• **RECORDS TO PROCESS**:
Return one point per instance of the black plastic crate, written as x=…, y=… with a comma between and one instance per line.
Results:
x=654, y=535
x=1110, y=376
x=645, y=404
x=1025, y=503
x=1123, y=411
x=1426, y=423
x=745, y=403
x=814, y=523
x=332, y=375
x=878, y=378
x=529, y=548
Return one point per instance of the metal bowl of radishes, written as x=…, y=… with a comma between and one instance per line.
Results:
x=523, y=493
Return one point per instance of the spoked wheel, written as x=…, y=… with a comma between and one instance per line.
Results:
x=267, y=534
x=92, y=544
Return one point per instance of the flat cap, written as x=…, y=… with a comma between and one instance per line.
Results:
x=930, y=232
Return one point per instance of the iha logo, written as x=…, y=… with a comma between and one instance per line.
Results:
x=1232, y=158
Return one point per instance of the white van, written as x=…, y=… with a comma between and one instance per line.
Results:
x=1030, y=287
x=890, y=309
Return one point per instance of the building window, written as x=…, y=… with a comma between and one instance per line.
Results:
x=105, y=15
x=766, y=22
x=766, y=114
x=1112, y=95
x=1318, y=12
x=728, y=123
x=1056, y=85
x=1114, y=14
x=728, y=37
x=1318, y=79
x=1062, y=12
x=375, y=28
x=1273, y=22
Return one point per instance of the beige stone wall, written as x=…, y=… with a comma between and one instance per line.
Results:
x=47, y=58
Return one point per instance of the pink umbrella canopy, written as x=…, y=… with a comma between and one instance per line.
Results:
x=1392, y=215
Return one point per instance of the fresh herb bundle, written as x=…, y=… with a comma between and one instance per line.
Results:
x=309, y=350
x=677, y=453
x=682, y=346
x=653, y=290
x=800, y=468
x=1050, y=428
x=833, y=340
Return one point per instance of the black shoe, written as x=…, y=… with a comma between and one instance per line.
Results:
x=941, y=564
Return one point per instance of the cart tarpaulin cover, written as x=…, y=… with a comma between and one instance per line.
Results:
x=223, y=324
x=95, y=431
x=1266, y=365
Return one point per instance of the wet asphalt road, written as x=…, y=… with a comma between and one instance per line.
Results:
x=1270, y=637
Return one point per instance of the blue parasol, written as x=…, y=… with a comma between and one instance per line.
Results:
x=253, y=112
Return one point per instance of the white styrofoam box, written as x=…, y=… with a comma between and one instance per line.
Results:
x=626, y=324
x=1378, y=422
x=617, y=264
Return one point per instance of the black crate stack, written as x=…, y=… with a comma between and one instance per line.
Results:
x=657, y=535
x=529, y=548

• **TO BE DONE**: Update all of the records above by changing every "Results" to "Points", keeping everything else the same.

• **WORKED SOLUTION**:
Return one point per instance of the black plastic crate, written as x=…, y=… with a comma between and one instance per line.
Points:
x=654, y=535
x=1110, y=376
x=645, y=404
x=1025, y=503
x=1123, y=411
x=1426, y=423
x=745, y=403
x=814, y=523
x=332, y=375
x=878, y=378
x=529, y=548
Return one point per instance of the metal bowl of radishes, written as x=…, y=… with a comma between and one instance per line.
Points:
x=523, y=493
Return one point per instance of the spoked wheel, written as x=…, y=… with a comma between and one instance per line.
Points:
x=267, y=534
x=92, y=544
Return one point per instance of the flat cap, written as x=…, y=… with a comma between and one instance per line.
Points:
x=930, y=232
Return one point per instance of the iha logo, written as x=…, y=… with a comma between and one instance per line.
Points:
x=1232, y=158
Return one point per instance of the white van, written as x=…, y=… with a comma between and one instance per line.
Points:
x=1030, y=287
x=890, y=309
Return one point per instance of the building window, written as x=…, y=… with a comma between and one instance per line.
Points:
x=105, y=15
x=766, y=22
x=766, y=114
x=1112, y=95
x=1318, y=12
x=728, y=123
x=1056, y=85
x=1114, y=14
x=728, y=37
x=1318, y=79
x=1062, y=12
x=375, y=28
x=1273, y=22
Return one point per instance of the beige stone wall, written as x=…, y=… with a comma between and one instance per line.
Points:
x=47, y=58
Return one point per instance of the pink umbrella canopy, written as x=…, y=… with a comma between and one instance per line.
Points:
x=1392, y=215
Return one point per instance of the fresh herb bundle, written as x=…, y=… with a comma between and one instance per line.
Points:
x=309, y=350
x=677, y=453
x=682, y=346
x=653, y=290
x=800, y=468
x=1050, y=428
x=833, y=340
Return one point per instance of the black shoe, written as x=…, y=… with a comma between and one instance per line.
Points:
x=941, y=564
Return one point per instance of the cart tarpaulin cover, written as x=…, y=… with a comma between and one instance per line.
Points:
x=223, y=324
x=95, y=431
x=1266, y=365
Return one point per instance of the wet asphalt road, written as x=…, y=… with a comma between and one instance per line.
Points:
x=1270, y=637
Return one point per instance of the blue parasol, written as x=…, y=… with a comma between and one instance per line.
Points:
x=253, y=112
Return one point per instance of the white styrofoam box, written as x=…, y=… with a comma between and one instance per line.
Points:
x=626, y=324
x=1378, y=422
x=617, y=264
Return one point per instance of the black crate stack, written as x=…, y=… with a comma between and one instance per line.
Points:
x=657, y=535
x=529, y=548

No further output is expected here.